[Referring expression pointing data]
■ ■ ■ ■

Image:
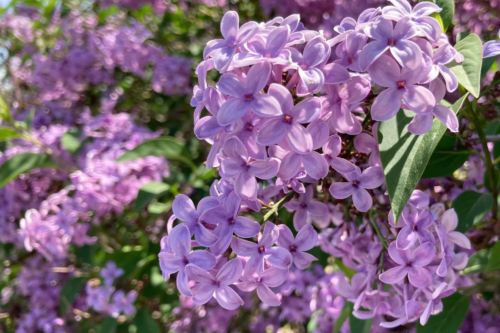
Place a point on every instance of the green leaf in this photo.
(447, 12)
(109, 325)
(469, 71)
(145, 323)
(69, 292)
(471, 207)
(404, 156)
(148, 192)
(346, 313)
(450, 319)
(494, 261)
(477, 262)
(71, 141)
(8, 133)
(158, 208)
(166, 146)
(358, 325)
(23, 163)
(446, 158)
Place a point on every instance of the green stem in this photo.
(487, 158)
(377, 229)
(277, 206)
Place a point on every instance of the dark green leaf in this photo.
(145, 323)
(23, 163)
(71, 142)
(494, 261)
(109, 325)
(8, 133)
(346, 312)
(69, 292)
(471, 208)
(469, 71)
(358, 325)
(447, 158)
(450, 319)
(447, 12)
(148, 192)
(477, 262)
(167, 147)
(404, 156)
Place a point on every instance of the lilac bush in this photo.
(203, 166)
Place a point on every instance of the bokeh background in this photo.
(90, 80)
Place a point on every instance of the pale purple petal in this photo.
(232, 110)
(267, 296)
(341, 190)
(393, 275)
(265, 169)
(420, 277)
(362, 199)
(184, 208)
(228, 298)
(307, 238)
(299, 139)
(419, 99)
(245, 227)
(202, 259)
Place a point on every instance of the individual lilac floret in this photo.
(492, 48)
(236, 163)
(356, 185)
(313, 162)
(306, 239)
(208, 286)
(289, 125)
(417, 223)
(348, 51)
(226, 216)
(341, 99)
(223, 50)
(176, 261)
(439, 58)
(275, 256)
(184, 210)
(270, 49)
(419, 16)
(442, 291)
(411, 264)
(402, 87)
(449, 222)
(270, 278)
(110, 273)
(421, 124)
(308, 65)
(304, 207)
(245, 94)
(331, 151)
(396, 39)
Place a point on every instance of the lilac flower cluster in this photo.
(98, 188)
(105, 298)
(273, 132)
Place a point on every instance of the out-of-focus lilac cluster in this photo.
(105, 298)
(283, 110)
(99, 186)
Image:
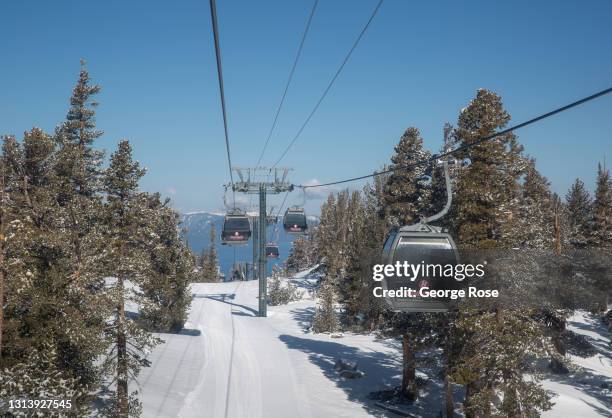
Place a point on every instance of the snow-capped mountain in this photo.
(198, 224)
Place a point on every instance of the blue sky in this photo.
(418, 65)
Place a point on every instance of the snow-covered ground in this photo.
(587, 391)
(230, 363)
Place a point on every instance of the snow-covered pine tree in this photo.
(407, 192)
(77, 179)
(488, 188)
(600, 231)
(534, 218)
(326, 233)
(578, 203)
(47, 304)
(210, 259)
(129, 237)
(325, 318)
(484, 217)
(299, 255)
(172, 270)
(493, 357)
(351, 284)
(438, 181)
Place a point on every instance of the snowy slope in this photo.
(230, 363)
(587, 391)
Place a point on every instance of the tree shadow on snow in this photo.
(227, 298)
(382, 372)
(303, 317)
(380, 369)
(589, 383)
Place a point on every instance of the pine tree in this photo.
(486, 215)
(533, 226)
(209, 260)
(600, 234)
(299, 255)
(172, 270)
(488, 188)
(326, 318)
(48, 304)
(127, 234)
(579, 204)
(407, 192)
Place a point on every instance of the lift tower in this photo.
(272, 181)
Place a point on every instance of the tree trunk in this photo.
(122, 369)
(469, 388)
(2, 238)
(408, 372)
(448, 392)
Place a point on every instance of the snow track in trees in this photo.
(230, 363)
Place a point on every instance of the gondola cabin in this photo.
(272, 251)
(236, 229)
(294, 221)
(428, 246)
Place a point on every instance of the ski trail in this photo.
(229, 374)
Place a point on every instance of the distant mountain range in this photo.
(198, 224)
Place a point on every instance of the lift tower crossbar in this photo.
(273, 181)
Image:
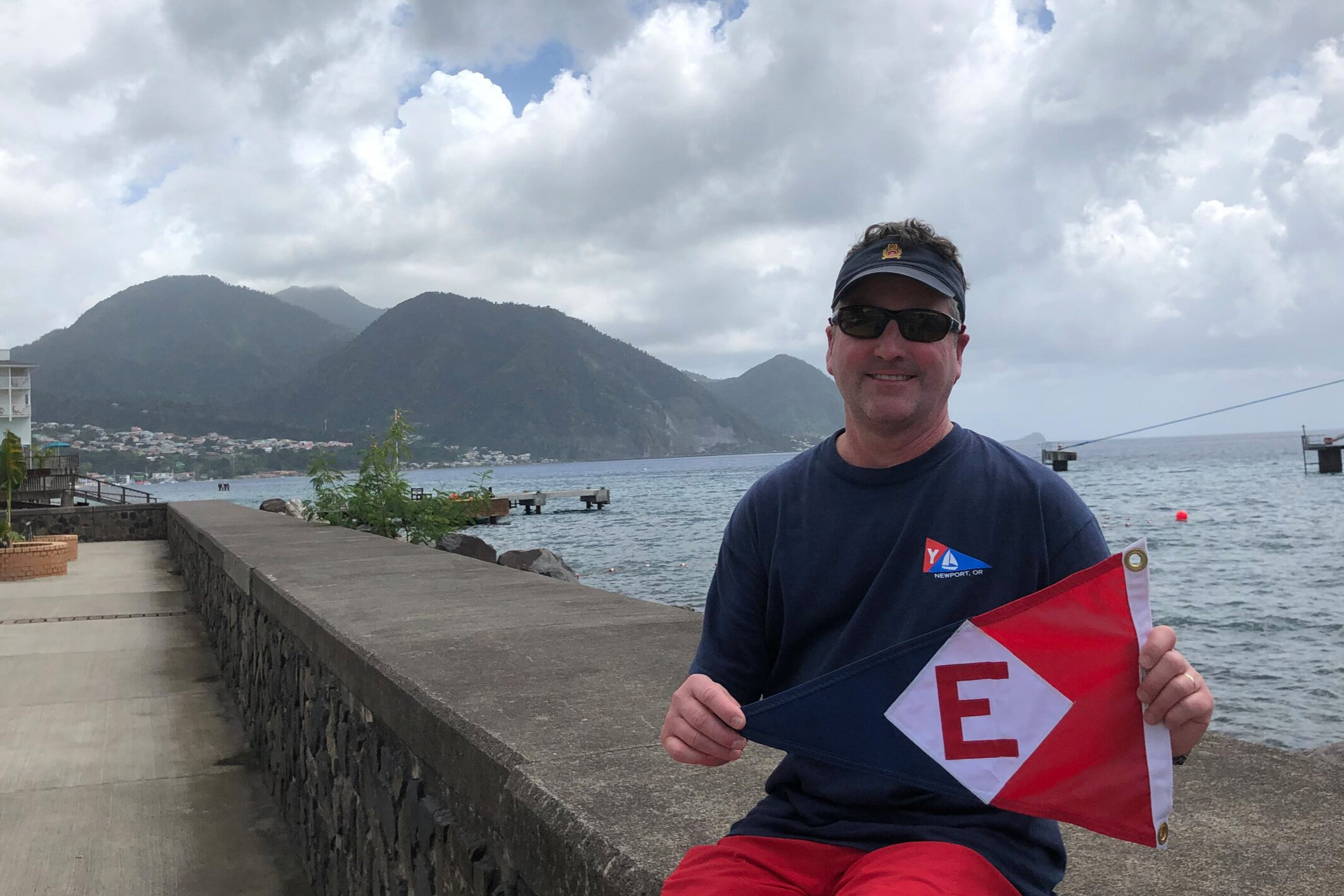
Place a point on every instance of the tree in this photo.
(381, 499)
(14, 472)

■ ■ ■ ■

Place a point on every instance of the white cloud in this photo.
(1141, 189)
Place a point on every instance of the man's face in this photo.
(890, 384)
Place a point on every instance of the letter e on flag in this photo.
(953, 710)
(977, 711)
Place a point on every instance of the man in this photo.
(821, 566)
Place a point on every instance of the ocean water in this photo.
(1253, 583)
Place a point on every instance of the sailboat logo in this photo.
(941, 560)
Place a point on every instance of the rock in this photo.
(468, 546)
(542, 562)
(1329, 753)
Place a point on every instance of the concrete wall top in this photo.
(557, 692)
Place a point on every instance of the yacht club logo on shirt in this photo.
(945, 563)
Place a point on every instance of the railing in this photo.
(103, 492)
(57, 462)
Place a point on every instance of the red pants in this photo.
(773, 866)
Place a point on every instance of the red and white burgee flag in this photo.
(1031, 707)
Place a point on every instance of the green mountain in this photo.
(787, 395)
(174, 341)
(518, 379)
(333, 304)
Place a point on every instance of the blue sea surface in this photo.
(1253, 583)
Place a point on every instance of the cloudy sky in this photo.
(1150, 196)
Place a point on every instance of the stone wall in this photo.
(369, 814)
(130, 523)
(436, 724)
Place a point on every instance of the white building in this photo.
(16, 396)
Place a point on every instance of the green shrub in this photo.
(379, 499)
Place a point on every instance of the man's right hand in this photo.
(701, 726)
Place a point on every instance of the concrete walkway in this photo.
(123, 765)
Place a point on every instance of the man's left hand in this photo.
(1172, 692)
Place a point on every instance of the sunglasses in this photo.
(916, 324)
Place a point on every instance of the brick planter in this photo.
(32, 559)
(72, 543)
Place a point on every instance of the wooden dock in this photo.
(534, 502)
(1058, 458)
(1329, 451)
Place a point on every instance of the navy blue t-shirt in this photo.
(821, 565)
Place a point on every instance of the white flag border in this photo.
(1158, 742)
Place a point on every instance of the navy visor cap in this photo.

■ ■ ■ ■

_What to produce_
Starting with the line above that holds "Place a point on every instance of the stone" and stopping with the line that holds "Place a point on every instance of the navy visor", reproduce each line exactly, omitting all other lines.

_Solution to this problem_
Place a point on every instance of the stone wall in this photo.
(369, 814)
(130, 523)
(436, 724)
Place a point on every instance of the white building in this photo.
(16, 396)
Place a point on every instance of the green shrub in this photo.
(379, 499)
Place a point on every instance of the man's right hand in this photo.
(701, 726)
Place a point on every instance of the concrete walkway in this photo.
(123, 765)
Place a point on every instance of the man's left hand in this photo.
(1172, 692)
Place a point on every instance of the sunglasses in this photo.
(916, 324)
Place a point on every instance of the brick planter in this photo.
(32, 559)
(72, 543)
Place a point on every instance of the wooden dock in this photo.
(534, 502)
(1058, 458)
(1329, 451)
Place a point on every instance of the navy blue t-shirt in this photo.
(821, 565)
Place a point on every instance of the white flag border in this photo.
(1158, 742)
Place a point on every instance of the navy visor cap in this photo.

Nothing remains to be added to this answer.